**Aangeleverde tekst:**
De kamer is klein en wit. Op een stoel in het midden een jongen. Laptop op schoot. Af en toe een glimlach om de mond als hij de antwoorden leest op de berichtjes die hij stuurt. Verder geen idee.

Het experiment is vrij eenvoudig. In twee aangrenzende isoleercelletjes, een blauwe en een groene, zitten respectievelijk een jongen en een meisje. Ze chatten met de jongen in het witte kamertje. Text-only. De blauwe jongen doet zich voor als meisje, het groene meisje is eerlijk als goud. De vraag is of de witte jongen kan bepalen wie het echte meisje is. Het antwoord is nee. Althans, zo is mijn diepe overtuiging.

De setting zal een enkele lezer bekend voorkomen. Zeker wanneer we de blauwe jongen door een computer vervangen. Dat is namelijk precies wat de heer Turing zich afvroeg in de naar hem vernoemde test. Zal er ooit een machine gebouwd kunnen worden die de jongen in het wit weet te foppen? Een machine die zich als mens voordoet. Een begrijpmachine, dus.

Turing beschreef zijn gedachtenexperiment, inclusief voor- en tegenargumenten, in een schitterend artikel in het tijdschrift Mind, inmiddels ruim 50 jaar geleden. Ik las het gisteren. Het stuk is een klassieker, en absoluut het lezen waard. Turings beschrijving van de digitale computer is verbijsterend accuraat, zo iedereen van deze tijd kan zien. Zijn bezwaren tegen de argumenten van sceptici die niet geloven in de denkende machine, paragraaf 6 van genoemd artikel, zijn bijzonder smakelijk en vermakelijk.

Maar wat dacht Turing zelf van zijn test? Hij voorspelde: “I believe that in about fifty years time it will be possible to programme computers with a storage capacity of about 10exp9 to make them play the imitation game so well that an average interrogator will not have more than 70 per cent chance of making the right identification after five minutes of questioning.”

Vooruit, dát hebben we dus niet helemaal gered. Maar de wereld waarin we leven is in ieder geval gek genoeg om de een of andere zonderling een prijs te doen uitloven voor de eerste computer die qua antwoorden niet van een mens te onderscheiden is. Met Eliza (1966) als illuster voorbeeld is het heden ten dage Alice die de ranglijst aanvoert.

**Aangeleverde gegevens:**
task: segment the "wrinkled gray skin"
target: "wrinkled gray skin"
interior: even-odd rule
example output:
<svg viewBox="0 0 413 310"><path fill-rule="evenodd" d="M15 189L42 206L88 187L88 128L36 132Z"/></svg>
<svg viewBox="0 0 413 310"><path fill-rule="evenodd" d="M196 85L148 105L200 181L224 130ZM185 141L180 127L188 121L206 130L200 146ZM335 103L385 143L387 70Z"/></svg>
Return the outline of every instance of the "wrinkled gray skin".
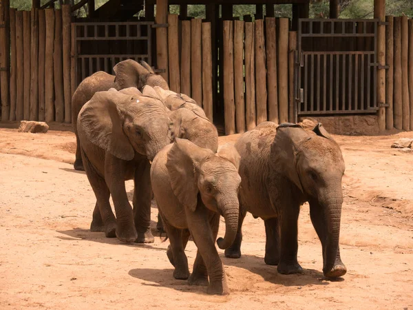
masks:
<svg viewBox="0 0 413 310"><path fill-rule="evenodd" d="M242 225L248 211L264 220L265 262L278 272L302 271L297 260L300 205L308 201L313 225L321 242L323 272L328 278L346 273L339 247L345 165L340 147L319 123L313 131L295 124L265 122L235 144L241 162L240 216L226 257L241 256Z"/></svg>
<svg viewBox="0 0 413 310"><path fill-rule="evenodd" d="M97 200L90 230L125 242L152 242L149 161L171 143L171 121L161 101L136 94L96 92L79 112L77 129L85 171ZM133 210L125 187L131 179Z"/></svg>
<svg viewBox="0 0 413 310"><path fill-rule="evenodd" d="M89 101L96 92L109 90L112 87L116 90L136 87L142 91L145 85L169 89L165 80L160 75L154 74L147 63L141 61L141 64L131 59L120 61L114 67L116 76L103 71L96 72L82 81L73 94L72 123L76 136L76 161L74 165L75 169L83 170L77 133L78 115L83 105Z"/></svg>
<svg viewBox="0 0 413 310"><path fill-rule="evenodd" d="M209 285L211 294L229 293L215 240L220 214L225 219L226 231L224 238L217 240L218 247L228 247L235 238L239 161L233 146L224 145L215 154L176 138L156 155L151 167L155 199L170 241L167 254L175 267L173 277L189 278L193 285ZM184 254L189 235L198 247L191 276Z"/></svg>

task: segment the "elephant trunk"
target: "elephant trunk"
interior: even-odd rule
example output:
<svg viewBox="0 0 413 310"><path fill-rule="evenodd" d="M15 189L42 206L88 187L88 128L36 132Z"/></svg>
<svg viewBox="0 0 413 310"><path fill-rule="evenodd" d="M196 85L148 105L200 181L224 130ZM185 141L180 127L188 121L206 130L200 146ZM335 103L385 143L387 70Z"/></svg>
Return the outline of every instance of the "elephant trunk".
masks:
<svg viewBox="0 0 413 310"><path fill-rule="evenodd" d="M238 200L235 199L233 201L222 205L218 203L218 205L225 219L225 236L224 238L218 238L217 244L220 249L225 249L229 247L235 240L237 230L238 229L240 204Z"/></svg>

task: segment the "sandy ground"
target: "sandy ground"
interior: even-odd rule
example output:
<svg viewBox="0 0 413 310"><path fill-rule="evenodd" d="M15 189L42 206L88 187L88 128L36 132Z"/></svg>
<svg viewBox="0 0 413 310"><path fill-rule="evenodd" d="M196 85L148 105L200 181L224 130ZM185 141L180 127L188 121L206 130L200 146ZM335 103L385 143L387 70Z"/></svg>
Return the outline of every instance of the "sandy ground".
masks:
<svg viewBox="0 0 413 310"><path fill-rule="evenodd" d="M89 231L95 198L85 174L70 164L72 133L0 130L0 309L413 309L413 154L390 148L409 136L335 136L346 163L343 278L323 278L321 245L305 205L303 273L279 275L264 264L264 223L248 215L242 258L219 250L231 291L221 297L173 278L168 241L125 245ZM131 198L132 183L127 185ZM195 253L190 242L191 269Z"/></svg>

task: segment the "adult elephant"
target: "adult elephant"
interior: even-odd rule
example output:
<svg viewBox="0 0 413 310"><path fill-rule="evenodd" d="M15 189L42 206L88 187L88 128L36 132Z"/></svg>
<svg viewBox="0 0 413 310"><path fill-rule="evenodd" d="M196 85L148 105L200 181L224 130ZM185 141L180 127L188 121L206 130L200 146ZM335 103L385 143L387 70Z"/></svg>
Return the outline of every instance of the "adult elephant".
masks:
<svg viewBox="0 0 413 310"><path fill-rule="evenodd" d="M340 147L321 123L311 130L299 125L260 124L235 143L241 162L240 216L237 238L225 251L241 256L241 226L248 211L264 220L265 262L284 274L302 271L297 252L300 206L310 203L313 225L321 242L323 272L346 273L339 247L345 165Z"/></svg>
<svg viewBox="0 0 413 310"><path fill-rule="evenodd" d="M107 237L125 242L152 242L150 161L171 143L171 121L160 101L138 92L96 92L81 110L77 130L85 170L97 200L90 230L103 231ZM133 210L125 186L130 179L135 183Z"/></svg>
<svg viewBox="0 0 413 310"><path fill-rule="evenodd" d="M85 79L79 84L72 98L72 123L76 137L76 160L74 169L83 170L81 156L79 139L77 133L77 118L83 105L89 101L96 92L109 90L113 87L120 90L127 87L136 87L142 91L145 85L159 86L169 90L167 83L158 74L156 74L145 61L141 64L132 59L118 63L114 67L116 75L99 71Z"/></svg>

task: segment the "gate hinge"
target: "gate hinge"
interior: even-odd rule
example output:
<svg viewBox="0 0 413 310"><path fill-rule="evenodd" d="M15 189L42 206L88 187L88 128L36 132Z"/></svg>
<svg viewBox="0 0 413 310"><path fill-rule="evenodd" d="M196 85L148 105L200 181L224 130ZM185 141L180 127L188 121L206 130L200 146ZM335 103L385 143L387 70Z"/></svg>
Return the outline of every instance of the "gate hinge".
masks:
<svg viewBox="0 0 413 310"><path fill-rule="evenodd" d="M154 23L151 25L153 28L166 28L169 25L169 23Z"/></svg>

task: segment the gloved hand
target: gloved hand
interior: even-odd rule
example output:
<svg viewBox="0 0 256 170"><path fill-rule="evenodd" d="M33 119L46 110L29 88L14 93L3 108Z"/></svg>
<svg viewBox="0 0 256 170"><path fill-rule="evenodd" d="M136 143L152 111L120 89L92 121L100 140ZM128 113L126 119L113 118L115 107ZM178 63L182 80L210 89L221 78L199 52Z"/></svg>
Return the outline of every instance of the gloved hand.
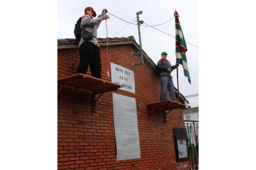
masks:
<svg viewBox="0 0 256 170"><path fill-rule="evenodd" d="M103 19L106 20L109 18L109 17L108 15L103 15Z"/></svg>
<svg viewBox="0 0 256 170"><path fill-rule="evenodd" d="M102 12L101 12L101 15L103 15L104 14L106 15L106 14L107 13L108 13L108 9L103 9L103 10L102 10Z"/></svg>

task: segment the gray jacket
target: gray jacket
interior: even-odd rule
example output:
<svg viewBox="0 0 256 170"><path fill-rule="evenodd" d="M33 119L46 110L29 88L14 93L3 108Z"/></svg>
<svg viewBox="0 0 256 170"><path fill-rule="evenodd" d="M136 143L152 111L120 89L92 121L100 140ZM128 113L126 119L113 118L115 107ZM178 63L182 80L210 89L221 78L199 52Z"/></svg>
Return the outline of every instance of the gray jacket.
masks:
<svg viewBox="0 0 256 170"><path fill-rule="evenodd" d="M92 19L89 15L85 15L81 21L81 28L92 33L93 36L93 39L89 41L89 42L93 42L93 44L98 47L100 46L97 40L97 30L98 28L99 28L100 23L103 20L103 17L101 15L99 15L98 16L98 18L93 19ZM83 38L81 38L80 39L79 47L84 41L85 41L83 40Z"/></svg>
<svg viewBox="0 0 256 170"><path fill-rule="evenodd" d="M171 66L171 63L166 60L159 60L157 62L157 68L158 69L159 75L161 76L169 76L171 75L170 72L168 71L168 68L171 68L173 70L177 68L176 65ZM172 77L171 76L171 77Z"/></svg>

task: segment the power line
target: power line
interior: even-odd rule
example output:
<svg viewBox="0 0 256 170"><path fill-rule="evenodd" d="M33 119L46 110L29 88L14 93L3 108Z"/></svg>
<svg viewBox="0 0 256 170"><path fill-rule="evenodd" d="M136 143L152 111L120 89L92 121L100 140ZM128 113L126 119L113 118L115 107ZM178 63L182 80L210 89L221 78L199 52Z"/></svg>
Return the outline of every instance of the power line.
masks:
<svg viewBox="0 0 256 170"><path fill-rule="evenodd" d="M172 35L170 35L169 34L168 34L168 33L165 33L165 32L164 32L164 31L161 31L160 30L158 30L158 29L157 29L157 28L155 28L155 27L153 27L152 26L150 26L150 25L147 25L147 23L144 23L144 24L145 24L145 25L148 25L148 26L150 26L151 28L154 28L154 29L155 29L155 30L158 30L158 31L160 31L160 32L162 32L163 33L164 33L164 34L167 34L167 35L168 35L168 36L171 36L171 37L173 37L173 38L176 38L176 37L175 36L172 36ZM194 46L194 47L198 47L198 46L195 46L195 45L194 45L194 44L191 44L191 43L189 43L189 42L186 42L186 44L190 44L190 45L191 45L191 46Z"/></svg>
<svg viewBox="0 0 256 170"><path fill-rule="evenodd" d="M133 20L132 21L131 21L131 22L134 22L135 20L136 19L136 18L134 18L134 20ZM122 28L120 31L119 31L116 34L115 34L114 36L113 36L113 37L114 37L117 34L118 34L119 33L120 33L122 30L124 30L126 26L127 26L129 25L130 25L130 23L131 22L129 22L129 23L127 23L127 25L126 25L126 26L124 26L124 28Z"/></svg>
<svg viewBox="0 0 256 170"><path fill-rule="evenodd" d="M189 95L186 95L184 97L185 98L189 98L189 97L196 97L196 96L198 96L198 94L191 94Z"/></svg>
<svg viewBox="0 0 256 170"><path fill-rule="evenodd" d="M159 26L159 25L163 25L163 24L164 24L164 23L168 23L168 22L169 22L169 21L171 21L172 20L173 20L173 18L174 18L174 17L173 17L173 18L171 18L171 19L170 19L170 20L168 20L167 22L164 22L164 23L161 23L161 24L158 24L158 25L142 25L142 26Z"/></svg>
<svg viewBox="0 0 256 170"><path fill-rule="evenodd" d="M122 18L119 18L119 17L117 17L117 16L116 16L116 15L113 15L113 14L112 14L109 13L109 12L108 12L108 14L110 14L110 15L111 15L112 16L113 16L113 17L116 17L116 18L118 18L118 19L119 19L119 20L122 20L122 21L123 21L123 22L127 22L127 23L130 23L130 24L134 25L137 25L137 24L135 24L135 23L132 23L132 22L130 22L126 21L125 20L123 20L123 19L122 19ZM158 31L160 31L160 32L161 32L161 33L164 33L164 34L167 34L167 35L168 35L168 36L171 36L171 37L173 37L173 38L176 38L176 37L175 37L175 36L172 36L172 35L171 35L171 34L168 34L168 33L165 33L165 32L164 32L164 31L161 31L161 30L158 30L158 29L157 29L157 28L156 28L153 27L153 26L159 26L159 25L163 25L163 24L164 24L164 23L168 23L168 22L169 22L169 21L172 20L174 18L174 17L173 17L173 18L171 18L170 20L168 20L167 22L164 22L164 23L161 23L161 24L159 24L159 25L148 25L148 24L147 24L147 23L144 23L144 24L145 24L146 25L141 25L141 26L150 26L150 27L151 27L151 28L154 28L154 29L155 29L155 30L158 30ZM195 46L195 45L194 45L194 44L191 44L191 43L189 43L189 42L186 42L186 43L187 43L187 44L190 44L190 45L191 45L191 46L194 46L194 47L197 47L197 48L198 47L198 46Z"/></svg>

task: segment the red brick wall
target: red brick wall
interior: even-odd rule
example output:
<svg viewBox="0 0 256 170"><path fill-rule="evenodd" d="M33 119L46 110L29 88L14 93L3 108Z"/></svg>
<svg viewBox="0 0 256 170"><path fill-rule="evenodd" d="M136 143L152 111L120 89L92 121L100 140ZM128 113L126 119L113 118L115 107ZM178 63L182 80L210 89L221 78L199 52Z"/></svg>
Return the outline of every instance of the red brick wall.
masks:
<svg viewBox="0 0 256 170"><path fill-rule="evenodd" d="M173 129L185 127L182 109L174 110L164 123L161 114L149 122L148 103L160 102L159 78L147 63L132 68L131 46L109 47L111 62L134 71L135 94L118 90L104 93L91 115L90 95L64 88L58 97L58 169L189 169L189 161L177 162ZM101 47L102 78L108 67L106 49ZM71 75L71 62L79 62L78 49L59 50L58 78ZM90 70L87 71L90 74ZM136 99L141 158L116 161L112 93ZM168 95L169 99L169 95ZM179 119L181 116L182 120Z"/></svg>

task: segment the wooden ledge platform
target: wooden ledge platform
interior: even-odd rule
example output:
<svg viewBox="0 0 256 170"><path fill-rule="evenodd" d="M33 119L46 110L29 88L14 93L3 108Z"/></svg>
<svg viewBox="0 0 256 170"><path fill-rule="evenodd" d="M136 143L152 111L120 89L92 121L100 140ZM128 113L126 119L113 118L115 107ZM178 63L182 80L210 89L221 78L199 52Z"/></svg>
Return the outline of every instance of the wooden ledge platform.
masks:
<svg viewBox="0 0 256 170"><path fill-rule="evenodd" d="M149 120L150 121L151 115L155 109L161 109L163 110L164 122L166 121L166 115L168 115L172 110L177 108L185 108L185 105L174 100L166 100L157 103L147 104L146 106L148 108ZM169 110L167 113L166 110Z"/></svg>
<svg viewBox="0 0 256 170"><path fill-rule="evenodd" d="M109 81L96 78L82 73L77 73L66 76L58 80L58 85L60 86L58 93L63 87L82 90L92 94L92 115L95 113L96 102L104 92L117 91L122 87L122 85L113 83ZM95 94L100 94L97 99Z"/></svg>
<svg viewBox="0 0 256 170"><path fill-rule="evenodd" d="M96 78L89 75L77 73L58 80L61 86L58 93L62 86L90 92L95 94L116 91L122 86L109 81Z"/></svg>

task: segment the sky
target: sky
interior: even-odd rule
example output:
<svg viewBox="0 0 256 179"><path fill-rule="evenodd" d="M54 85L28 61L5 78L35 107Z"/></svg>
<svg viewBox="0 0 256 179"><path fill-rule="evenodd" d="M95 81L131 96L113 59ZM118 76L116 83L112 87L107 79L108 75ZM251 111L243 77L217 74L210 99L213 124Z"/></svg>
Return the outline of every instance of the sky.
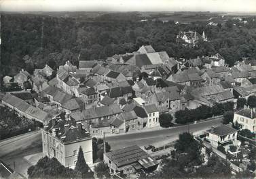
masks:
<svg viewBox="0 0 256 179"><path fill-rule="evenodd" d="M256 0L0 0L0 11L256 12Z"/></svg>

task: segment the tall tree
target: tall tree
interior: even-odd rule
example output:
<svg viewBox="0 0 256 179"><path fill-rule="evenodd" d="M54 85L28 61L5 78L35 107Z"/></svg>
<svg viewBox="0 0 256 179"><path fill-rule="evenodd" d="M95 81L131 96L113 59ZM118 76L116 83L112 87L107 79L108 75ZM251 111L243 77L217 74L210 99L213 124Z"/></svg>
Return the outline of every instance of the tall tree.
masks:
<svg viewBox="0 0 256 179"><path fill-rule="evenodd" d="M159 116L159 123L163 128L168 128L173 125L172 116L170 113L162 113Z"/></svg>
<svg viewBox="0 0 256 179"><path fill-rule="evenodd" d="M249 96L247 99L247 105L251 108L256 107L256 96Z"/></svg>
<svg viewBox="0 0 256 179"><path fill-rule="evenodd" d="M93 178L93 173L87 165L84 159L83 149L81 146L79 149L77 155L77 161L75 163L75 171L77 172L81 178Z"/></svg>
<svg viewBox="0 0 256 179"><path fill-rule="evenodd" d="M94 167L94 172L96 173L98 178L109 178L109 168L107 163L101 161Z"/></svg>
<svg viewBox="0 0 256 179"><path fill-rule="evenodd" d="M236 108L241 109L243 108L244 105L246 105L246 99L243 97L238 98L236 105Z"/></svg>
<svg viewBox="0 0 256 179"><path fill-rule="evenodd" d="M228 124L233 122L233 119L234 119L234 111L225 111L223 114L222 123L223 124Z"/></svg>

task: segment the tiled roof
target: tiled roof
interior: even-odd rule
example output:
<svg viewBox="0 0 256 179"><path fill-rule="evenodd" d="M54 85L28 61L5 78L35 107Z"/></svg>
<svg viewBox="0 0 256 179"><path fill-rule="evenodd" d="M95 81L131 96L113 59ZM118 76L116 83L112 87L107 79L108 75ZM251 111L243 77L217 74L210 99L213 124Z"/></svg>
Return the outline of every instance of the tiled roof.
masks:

**Opgave 1:**
Neem alsjeblieft uit de tekst over de Turingtest letterlijk het stuk over vanaf "De kamer is" tot en met "Verder geen idee.".
**Opgave 2:**
Beantwoord deze vragen aan de hand van de tekst over de Turingtest:
(a) In welk tijdschrift beschreef Turing zijn gedachtenexperiment?
(b) Welke kleuren hebben de twee aangrenzende isoleercelletjes?
(c) Wie voert volgens de tekst tegenwoordig de ranglijst aan?
**Opgave 3:**
Geef bij elke bewering aan of ze klopt met de tekst over de Turingtest. Antwoord met ja of nee en citeer de woorden uit de tekst die de doorslag geven.
(a) Het meisje in de groene cel doet zich voor als jongen.
(b) De schrijver las het artikel van Turing gisteren.
(c) De witte jongen kan bepalen wie het echte meisje is.
De gegevens zijn hier niet nodig.

**Oplossing 1:**
De kamer is klein en wit. Op een stoel in het midden een jongen. Laptop op schoot. Af en toe een glimlach om de mond als hij de antwoorden leest op de berichtjes die hij stuurt. Verder geen idee.

**Oplossing 2:**
(a) Mind
(b) Blauw en groen
(c) Alice

**Oplossing 3:**
(a) Nee: "het groene meisje is eerlijk als goud"
(b) Ja: "Ik las het gisteren."
(c) Nee: "Het antwoord is nee."